### EXERCISE INPUTS
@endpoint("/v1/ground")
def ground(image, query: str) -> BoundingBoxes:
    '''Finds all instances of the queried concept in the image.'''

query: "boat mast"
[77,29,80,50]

### PROBLEM DESCRIPTION
Convert every line of the listing above into a JSON list of strings, one string per line, skipping blank lines.

### TASK RESULT
[
  "@endpoint(\"/v1/ground\")",
  "def ground(image, query: str) -> BoundingBoxes:",
  "    '''Finds all instances of the queried concept in the image.'''",
  "query: \"boat mast\"",
  "[77,29,80,50]"
]